TASK :: Starting at the line that has "The satellite dish" and continuing through the end of the entries, write those lines out again with "bounding box" replaced by "bounding rectangle" and nothing else changed.

· · · ·

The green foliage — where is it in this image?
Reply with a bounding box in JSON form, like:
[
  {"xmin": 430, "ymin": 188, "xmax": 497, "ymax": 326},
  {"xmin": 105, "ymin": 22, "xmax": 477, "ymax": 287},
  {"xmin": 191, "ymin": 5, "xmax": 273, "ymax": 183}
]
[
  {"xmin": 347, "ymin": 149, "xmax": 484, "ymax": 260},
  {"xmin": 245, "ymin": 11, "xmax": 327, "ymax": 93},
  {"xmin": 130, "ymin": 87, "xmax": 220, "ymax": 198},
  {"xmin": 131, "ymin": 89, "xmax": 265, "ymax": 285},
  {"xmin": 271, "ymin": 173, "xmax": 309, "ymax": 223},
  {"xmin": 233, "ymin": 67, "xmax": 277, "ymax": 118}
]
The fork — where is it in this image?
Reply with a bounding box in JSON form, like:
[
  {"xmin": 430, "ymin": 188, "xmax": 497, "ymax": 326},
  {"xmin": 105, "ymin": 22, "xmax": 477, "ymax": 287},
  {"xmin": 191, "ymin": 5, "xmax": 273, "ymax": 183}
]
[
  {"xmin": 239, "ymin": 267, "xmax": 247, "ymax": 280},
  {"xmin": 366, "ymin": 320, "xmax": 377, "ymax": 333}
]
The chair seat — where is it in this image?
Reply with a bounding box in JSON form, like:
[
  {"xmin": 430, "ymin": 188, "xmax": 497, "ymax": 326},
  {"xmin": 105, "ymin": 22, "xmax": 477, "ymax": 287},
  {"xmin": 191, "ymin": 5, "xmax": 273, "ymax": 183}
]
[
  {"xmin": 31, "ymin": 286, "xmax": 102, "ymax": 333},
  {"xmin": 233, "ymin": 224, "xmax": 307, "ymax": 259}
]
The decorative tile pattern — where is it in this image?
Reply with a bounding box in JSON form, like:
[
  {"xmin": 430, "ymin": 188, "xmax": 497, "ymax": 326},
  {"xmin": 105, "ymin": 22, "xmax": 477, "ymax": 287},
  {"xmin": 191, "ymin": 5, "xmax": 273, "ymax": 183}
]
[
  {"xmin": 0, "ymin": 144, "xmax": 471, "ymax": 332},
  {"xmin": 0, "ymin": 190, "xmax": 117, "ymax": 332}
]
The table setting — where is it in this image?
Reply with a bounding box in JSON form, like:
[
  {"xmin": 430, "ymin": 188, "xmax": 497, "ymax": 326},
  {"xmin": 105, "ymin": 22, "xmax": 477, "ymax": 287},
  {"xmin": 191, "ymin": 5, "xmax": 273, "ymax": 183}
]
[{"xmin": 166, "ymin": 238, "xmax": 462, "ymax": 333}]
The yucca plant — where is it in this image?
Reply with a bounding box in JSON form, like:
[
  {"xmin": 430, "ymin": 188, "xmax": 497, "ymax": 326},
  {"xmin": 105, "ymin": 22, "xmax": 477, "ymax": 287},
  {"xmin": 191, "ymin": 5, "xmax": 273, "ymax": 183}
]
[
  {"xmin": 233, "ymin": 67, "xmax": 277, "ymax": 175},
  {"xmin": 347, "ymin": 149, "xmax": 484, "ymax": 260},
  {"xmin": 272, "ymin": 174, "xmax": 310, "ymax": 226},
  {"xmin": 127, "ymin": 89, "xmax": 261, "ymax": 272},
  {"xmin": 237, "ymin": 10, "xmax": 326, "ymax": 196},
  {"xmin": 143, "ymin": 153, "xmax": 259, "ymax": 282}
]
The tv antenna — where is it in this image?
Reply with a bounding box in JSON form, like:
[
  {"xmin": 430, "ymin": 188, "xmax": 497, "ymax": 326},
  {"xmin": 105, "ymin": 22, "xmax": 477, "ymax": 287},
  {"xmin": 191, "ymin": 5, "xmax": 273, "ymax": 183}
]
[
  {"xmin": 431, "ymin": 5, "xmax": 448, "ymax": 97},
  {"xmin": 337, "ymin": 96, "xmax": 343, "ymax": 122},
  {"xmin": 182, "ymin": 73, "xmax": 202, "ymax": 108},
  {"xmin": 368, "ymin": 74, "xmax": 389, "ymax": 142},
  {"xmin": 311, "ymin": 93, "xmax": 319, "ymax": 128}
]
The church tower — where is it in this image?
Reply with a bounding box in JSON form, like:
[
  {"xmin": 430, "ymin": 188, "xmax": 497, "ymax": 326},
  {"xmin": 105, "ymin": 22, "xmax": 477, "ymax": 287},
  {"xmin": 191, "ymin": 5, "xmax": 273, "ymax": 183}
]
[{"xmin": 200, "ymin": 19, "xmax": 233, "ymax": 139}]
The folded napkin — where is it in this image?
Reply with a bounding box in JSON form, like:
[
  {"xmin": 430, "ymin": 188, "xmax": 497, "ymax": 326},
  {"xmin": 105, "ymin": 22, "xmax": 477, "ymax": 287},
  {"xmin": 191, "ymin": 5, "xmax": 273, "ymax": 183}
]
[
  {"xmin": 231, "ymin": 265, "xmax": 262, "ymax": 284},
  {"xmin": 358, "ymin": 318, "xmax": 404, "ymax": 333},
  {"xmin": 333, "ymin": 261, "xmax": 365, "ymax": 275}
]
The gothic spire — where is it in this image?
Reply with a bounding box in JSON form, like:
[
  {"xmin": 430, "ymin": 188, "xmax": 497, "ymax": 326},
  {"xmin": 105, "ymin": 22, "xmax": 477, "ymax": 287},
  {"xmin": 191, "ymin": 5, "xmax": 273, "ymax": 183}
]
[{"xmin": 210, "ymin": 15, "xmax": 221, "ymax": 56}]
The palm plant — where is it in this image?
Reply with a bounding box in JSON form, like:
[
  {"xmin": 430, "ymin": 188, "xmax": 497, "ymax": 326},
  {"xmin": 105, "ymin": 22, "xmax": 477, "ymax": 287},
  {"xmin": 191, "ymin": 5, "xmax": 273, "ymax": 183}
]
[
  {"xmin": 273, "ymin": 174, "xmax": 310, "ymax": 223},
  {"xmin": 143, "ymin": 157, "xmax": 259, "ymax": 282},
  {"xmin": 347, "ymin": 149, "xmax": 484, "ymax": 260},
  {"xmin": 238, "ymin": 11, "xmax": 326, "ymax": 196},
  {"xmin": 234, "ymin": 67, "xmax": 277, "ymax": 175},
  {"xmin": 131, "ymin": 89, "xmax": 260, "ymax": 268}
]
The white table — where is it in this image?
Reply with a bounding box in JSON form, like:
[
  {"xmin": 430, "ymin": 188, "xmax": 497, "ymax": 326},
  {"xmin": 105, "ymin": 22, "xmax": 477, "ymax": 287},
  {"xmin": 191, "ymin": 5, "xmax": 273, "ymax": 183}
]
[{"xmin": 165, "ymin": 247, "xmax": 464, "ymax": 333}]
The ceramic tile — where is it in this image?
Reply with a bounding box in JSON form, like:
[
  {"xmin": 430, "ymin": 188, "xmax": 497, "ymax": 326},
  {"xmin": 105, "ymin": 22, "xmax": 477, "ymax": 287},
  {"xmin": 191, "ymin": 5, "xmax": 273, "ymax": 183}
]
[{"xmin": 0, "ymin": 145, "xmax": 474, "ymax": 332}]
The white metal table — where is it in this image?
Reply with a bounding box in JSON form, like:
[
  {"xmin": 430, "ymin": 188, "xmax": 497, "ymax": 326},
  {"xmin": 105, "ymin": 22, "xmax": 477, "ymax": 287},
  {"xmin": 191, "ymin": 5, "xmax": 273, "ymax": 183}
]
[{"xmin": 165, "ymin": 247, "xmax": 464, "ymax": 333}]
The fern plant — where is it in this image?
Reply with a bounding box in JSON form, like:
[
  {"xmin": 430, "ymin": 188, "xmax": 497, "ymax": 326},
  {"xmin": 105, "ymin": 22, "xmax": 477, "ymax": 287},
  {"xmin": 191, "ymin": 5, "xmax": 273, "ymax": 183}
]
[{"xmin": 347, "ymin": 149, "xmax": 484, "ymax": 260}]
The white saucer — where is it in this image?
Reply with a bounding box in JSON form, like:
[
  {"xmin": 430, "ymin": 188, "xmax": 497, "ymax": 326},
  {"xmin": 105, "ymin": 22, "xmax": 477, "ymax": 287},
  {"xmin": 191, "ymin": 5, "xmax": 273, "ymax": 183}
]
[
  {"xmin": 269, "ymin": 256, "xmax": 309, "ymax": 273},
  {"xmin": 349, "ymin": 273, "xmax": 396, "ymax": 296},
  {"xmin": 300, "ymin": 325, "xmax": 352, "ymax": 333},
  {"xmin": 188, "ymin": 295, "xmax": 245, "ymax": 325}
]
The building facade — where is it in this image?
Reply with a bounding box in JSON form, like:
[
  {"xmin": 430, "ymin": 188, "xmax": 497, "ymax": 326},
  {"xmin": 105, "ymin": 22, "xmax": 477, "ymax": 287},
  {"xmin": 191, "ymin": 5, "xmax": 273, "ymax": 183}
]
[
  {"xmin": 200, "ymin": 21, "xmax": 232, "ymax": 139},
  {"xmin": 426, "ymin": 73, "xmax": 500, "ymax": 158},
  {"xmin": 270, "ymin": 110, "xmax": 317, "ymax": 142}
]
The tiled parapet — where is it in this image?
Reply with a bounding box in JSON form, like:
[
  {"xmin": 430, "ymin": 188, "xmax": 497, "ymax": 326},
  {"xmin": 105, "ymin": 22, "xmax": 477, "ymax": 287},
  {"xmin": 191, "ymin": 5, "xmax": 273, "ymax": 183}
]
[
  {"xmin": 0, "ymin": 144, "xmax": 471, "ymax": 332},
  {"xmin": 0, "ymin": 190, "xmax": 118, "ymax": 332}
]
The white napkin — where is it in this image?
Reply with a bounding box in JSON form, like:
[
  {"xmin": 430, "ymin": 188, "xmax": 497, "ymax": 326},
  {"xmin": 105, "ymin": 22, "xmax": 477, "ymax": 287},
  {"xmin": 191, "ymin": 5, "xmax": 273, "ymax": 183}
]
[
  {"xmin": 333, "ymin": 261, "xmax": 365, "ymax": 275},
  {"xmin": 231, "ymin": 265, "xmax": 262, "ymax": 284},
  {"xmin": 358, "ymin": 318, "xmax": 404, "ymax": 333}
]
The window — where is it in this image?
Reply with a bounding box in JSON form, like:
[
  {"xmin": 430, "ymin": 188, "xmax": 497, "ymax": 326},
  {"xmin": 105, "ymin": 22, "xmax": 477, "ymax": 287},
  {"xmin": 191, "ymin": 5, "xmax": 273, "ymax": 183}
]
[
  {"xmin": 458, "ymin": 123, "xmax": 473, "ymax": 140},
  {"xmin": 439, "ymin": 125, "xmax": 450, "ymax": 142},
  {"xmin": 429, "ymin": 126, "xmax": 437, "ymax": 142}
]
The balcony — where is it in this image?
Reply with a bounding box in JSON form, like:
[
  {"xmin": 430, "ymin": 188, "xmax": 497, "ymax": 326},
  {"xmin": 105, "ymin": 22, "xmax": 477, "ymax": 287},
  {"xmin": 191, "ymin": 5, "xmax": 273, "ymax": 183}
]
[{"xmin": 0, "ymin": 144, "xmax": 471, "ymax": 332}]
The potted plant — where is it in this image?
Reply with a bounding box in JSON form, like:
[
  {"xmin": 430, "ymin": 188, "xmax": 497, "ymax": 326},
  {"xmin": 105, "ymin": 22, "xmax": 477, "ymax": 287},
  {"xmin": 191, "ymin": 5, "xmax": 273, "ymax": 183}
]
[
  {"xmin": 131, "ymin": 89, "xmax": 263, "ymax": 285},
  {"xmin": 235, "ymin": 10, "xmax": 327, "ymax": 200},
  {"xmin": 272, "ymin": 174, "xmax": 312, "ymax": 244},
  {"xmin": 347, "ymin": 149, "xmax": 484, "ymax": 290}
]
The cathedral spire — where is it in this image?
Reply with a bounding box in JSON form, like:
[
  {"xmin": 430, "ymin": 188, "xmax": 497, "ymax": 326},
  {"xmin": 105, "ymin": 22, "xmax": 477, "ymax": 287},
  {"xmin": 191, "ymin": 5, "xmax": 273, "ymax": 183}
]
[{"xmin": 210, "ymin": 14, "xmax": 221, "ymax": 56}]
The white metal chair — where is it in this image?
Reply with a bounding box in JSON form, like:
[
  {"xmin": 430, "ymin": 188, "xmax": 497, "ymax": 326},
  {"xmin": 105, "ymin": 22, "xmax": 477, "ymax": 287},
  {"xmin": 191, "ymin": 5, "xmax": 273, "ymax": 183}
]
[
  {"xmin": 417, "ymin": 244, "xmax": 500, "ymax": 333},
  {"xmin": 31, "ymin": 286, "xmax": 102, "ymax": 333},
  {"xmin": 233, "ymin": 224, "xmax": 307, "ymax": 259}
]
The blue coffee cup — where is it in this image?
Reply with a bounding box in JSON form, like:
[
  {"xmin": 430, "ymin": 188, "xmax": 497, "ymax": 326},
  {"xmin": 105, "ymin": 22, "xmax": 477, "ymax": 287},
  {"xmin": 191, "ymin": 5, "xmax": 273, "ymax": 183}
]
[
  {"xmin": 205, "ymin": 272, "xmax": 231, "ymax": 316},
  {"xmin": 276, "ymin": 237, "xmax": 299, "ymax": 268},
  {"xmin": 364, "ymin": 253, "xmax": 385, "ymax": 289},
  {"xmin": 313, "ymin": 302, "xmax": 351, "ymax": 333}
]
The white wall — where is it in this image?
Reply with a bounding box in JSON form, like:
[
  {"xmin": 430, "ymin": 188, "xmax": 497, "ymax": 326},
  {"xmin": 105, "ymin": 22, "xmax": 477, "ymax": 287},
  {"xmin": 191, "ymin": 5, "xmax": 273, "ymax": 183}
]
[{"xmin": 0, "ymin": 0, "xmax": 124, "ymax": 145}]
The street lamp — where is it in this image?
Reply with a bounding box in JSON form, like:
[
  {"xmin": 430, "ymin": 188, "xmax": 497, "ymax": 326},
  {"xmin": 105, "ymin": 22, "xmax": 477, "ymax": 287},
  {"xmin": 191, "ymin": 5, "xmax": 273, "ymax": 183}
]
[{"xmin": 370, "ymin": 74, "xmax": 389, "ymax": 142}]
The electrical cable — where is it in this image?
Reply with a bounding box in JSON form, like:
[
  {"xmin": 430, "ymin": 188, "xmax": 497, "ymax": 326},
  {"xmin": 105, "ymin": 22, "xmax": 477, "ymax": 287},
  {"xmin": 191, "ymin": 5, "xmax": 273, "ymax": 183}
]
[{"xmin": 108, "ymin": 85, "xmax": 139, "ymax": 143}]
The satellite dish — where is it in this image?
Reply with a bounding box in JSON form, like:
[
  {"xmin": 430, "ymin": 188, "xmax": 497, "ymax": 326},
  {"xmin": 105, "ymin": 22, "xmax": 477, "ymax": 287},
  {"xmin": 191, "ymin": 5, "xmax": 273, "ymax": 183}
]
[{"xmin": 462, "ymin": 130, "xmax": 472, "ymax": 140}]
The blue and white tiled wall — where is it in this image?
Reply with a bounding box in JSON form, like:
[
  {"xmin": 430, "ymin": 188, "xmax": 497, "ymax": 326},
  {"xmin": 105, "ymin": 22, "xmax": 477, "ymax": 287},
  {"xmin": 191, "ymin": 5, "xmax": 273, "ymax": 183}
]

· · · ·

RESPONSE ::
The satellite dish — where is it in this image?
Reply with a bounding rectangle in JSON form, like:
[
  {"xmin": 430, "ymin": 188, "xmax": 497, "ymax": 326},
  {"xmin": 105, "ymin": 22, "xmax": 477, "ymax": 287},
  {"xmin": 191, "ymin": 5, "xmax": 273, "ymax": 183}
]
[{"xmin": 462, "ymin": 130, "xmax": 472, "ymax": 140}]
The blue and white tiled wall — where is it in this image?
Reply with a bounding rectangle in JSON form, like:
[
  {"xmin": 430, "ymin": 188, "xmax": 497, "ymax": 326},
  {"xmin": 105, "ymin": 22, "xmax": 477, "ymax": 287},
  {"xmin": 191, "ymin": 5, "xmax": 273, "ymax": 183}
]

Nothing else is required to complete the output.